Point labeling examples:
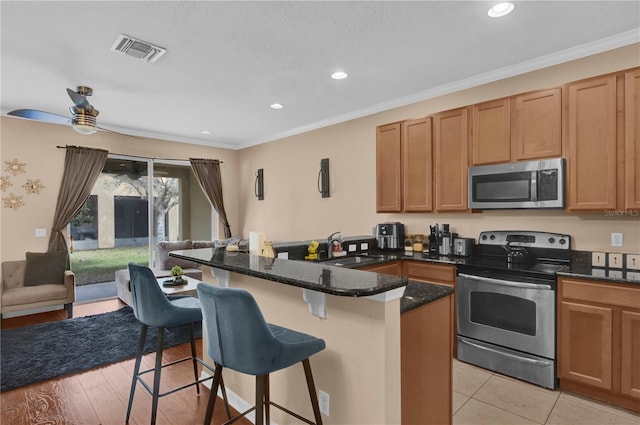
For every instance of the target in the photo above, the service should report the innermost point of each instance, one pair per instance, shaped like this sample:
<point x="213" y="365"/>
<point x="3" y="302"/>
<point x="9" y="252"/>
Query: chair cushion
<point x="44" y="268"/>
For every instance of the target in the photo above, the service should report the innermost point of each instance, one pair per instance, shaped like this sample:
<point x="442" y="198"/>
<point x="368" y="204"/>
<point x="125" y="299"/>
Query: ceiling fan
<point x="83" y="114"/>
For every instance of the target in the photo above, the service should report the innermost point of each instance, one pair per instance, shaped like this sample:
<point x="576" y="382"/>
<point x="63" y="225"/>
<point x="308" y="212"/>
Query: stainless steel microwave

Directive
Rewrite all the records above with each "innermost" replaced by "central" and everything else left as it is. Leave the pictures out.

Response to the task
For every instance of the target in the photo above, the service should report the central point of each instance, one pair per instance, shaped like this sample:
<point x="213" y="365"/>
<point x="3" y="302"/>
<point x="9" y="252"/>
Query: chair cushion
<point x="44" y="268"/>
For every instance of the target in the photo above, the service should report the central point of each instance, one pair per instance, shaped like this sample:
<point x="442" y="198"/>
<point x="368" y="204"/>
<point x="125" y="299"/>
Query: ceiling fan
<point x="83" y="114"/>
For every instance of the target in the photo above, the service should report the central point of each instance, one pair per instance, shaped like this sample:
<point x="576" y="382"/>
<point x="63" y="225"/>
<point x="308" y="212"/>
Query: stainless steel microwave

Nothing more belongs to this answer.